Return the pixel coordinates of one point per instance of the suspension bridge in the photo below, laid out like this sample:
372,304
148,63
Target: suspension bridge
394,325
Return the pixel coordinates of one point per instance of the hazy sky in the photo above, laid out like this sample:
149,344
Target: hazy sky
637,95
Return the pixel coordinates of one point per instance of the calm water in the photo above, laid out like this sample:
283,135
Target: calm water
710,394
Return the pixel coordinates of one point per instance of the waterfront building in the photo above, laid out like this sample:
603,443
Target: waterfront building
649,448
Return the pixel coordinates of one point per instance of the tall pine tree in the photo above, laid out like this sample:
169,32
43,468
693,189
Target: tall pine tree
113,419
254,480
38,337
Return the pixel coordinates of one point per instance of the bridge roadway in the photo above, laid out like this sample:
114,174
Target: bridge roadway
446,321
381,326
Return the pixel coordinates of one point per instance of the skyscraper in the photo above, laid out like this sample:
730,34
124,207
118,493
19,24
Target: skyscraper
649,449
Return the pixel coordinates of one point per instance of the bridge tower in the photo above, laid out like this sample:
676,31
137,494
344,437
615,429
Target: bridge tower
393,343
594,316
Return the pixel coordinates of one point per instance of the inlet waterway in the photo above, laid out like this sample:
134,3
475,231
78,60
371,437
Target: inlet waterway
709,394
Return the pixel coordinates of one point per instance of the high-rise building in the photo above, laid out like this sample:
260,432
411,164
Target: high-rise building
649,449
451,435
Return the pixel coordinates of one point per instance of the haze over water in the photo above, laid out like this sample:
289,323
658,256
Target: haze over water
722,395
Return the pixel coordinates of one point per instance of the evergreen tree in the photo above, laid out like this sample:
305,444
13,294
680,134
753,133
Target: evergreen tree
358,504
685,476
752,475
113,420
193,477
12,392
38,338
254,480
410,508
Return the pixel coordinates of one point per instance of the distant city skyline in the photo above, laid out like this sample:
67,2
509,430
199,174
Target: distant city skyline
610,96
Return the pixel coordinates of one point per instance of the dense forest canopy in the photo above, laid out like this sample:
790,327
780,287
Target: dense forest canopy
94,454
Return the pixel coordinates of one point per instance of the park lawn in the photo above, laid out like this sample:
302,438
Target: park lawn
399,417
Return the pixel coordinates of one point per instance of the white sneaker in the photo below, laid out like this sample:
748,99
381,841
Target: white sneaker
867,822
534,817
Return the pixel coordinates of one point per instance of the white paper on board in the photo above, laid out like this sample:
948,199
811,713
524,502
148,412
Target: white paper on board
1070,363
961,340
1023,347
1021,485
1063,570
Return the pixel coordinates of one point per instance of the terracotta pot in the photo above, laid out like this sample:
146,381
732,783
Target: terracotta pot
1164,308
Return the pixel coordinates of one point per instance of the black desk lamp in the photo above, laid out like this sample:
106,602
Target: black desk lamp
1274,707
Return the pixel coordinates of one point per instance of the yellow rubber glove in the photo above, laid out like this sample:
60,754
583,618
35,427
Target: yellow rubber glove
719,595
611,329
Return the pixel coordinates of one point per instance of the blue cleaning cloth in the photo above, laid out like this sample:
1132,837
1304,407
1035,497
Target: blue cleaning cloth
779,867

- _Aim_
Convert every line of the records above into a JSON list of strings, one string per line, skipping any blank lines.

- _Response for this exercise_
[
  "Return the pixel coordinates of one point per instance of the suspension bridge in the photo below, laid out like this sample:",
  "372,304",
  "148,63",
  "Target: suspension bridge",
  "394,325",
  "Return the pixel coordinates of one point per instance of the hazy sky in the photo above, laid out like this sample:",
  "149,344",
  "Target: hazy sky",
  "637,95",
  "Return the pixel coordinates of one point per instance of the calm water in the photo above, laid out like this sample:",
  "283,135",
  "Target: calm water",
  "710,394",
  "Return the pixel coordinates of one point per instance of the waterfront building in the photo above, laid out like this sample:",
  "603,443",
  "Target: waterfront building",
  "649,448",
  "Return the pixel coordinates of one point per instance of the tall pine tree in the photo above, laid out like this sample:",
  "169,32",
  "43,468",
  "693,189",
  "Target: tall pine tree",
  "113,419",
  "254,480",
  "38,337",
  "Return the pixel coordinates of one point per instance of the bridge roadway in the photo above, laid out like this sample:",
  "114,174",
  "Target: bridge roadway",
  "446,321",
  "381,326",
  "Return the pixel coordinates of one point per instance of the skyscraper in the photo above, laid out like this sample:",
  "730,34",
  "124,207",
  "118,493",
  "19,24",
  "Target: skyscraper",
  "649,449",
  "Return the pixel coordinates of one point per instance of the bridge tower in the photo above, laid out like this sample:",
  "676,31",
  "137,494",
  "344,437",
  "615,429",
  "Target: bridge tower",
  "393,343",
  "594,316",
  "Return the pixel coordinates of one point per instance of the inlet waterway in the photo above, laid out like this sample:",
  "134,3",
  "475,231",
  "78,60",
  "371,437",
  "Target: inlet waterway",
  "709,394",
  "Return the pixel coordinates of one point per instance of the high-rise building in the photo above, laid out like this sample:",
  "260,432",
  "411,164",
  "Target: high-rise building",
  "649,449",
  "451,435",
  "Return the pixel coordinates of one point per instance of the haze over water in the photo above, laid out like this sample:",
  "289,323",
  "658,256",
  "Target: haze over water",
  "722,395",
  "Return the pixel coordinates of one point per instance of the evergreen tree in the photo above, laid out like this sample:",
  "305,444",
  "13,294",
  "680,134",
  "753,133",
  "Target: evergreen tree",
  "358,504",
  "685,476",
  "752,475",
  "113,420",
  "193,477",
  "12,392",
  "38,338",
  "254,480",
  "410,508",
  "Return the pixel coordinates of one point per instance of the distant city skyline in the photo above, laid out like this sample:",
  "67,2",
  "509,430",
  "199,174",
  "Target: distant city skyline",
  "610,96",
  "Return the pixel coordinates of one point per instance of the dense forest canopy in the photo above, laid out like this sample:",
  "790,327",
  "780,287",
  "Target: dense forest canopy",
  "94,454",
  "Return the pixel coordinates of one point per instance of the park lawn in the photo above, laid out like this sample:",
  "302,438",
  "Target: park lawn",
  "399,417",
  "Return the pixel coordinates of one point per instance of the white sneaker in the photo below, laid out like this sample:",
  "748,99",
  "381,841",
  "Target: white sneaker",
  "867,822",
  "534,817",
  "Return the pixel coordinates of one point per instance of the white paper on board in the photo above, laid out like this sample:",
  "948,199",
  "811,713",
  "524,502",
  "148,412",
  "Target: white paper on board",
  "1070,363",
  "961,340",
  "1023,347",
  "1021,485",
  "1063,570",
  "Return the pixel coordinates of one point per instance of the terracotta pot in the photo above, laid out like this sample:",
  "146,381",
  "732,783",
  "Target: terracotta pot",
  "1164,308",
  "Return the pixel coordinates of one point per instance of the black desk lamp in the photo above, laid out like this sample:",
  "106,602",
  "Target: black desk lamp",
  "1274,707",
  "Return the pixel coordinates of one point per instance of the yellow rubber glove in the photo above, laid out like this sample:",
  "60,754",
  "583,618",
  "35,427",
  "Target: yellow rubber glove",
  "719,595",
  "611,329",
  "Return the pixel coordinates of one point per instance of the blue cleaning cloth in the photo above, laid out like this sample:",
  "1132,837",
  "1304,407",
  "1035,497",
  "Target: blue cleaning cloth",
  "779,867"
]